== Texte extrait ==
# # #

DÉCEMBRE 2015 - N°27

Les Big Data en médecine : quels impacts pour le patient ?

par Patrick Légeron, psychiatre, Centre hospitalier Sainte-Anne (Paris) et Cabinet Stimulus

Hier, la santé était l’affaire du médecin. Elle est aujourd’hui l’affaire du médecin et du patient. Il aura fallu la double révolution de la technologie et des mœurs pour que chacun d’entre nous ait le moyen de reprendre le pouvoir sur son corps. A partir d’un simple smartphone, tout individu peut devenir « le témoin du fonctionnement de son corps en temps réel » constate le docteur Légeron qui en tire les conséquences sur les politiques de santé. L’accès à de multiples données sur nous-mêmes doit avoir une vertu de responsabilisation.


Comme il semble loin le temps où le médecin, à l‘issue de la consultation, ne fournissait guère d’information à son patient. « Les chiffres de votre tension artérielle ? Mais ce n’est pas votre problème, c’est le mien ! » s’entendait-il souvent répondre. On avait même vu à la fin des années 1970 des associations de cardiologues s’opposer à la vente libre des tensiomètres. Les seules données de santé auxquelles chacun de nous pouvait accéder directement se résumaient à notre poids, notre taille et la température de notre corps, grâce aux pèse-personnes, aux toises et aux thermomètres. La santé était d’abord l’affaire des médecins et rarement celle des patients qui n’avaient pas à s’en inquiéter.

# # #

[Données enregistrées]
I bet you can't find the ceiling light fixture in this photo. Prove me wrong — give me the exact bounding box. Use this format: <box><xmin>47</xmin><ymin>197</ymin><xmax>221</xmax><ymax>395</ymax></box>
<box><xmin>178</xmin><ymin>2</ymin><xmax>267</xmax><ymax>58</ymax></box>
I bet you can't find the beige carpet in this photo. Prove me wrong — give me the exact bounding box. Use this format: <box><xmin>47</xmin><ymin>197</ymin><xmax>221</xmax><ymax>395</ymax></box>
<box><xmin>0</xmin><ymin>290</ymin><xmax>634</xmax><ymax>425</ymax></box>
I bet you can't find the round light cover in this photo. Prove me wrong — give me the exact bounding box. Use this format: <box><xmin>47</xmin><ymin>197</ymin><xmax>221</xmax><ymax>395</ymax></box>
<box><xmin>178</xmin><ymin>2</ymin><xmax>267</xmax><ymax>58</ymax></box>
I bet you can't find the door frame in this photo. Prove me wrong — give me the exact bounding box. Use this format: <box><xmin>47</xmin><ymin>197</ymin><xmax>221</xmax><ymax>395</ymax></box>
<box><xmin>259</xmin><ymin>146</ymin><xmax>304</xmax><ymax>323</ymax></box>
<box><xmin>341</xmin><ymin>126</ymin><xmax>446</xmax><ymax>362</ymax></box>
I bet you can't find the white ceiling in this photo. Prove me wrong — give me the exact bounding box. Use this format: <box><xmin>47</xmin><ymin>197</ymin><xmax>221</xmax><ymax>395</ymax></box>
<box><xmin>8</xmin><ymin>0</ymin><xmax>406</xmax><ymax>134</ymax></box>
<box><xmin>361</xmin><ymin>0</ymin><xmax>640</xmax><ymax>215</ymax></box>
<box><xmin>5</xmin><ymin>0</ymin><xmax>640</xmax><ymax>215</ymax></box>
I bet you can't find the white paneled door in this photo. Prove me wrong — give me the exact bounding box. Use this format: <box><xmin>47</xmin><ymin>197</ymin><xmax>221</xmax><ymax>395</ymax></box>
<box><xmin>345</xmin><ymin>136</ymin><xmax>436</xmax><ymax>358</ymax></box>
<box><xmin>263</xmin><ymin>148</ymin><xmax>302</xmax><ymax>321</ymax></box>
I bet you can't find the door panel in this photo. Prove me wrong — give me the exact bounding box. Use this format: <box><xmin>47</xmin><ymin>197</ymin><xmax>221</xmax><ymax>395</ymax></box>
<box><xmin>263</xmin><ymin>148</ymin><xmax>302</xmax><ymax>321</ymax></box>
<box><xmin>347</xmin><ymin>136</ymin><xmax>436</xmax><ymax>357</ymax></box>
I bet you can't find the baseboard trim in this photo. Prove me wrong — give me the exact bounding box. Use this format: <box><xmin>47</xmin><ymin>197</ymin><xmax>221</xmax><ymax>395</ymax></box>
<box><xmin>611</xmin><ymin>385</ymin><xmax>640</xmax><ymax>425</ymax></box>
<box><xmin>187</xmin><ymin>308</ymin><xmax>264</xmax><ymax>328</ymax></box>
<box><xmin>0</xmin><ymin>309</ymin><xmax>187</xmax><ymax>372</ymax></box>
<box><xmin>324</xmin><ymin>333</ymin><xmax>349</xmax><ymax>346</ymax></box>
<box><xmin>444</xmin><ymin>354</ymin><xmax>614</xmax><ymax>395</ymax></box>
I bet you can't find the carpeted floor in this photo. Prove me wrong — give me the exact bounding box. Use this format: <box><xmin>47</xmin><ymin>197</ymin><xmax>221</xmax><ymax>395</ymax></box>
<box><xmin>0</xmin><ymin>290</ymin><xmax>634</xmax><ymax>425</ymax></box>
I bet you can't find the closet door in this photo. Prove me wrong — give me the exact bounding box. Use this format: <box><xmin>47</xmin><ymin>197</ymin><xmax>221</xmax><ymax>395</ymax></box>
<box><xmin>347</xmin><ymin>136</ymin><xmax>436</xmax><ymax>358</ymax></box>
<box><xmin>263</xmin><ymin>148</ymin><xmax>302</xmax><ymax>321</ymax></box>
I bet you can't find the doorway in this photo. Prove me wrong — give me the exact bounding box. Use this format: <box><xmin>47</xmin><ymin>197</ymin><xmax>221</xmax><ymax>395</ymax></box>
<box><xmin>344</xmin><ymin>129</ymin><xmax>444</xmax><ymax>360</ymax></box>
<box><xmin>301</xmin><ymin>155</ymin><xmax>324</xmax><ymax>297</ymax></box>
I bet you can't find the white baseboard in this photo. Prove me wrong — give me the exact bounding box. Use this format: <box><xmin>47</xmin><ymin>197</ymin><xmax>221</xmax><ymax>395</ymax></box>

# # #

Reprenez mot pour mot tout le texte sur les Big Data en médecine. Servez-vous seulement du texte.

== Réponse ==
DÉCEMBRE 2015 - N°27

Les Big Data en médecine : quels impacts pour le patient ?

par Patrick Légeron, psychiatre, Centre hospitalier Sainte-Anne (Paris) et Cabinet Stimulus

Hier, la santé était l’affaire du médecin. Elle est aujourd’hui l’affaire du médecin et du patient. Il aura fallu la double révolution de la technologie et des mœurs pour que chacun d’entre nous ait le moyen de reprendre le pouvoir sur son corps. A partir d’un simple smartphone, tout individu peut devenir « le témoin du fonctionnement de son corps en temps réel » constate le docteur Légeron qui en tire les conséquences sur les politiques de santé. L’accès à de multiples données sur nous-mêmes doit avoir une vertu de responsabilisation.


Comme il semble loin le temps où le médecin, à l‘issue de la consultation, ne fournissait guère d’information à son patient. « Les chiffres de votre tension artérielle ? Mais ce n’est pas votre problème, c’est le mien ! » s’entendait-il souvent répondre. On avait même vu à la fin des années 1970 des associations de cardiologues s’opposer à la vente libre des tensiomètres. Les seules données de santé auxquelles chacun de nous pouvait accéder directement se résumaient à notre poids, notre taille et la température de notre corps, grâce aux pèse-personnes, aux toises et aux thermomètres. La santé était d’abord l’affaire des médecins et rarement celle des patients qui n’avaient pas à s’en inquiéter.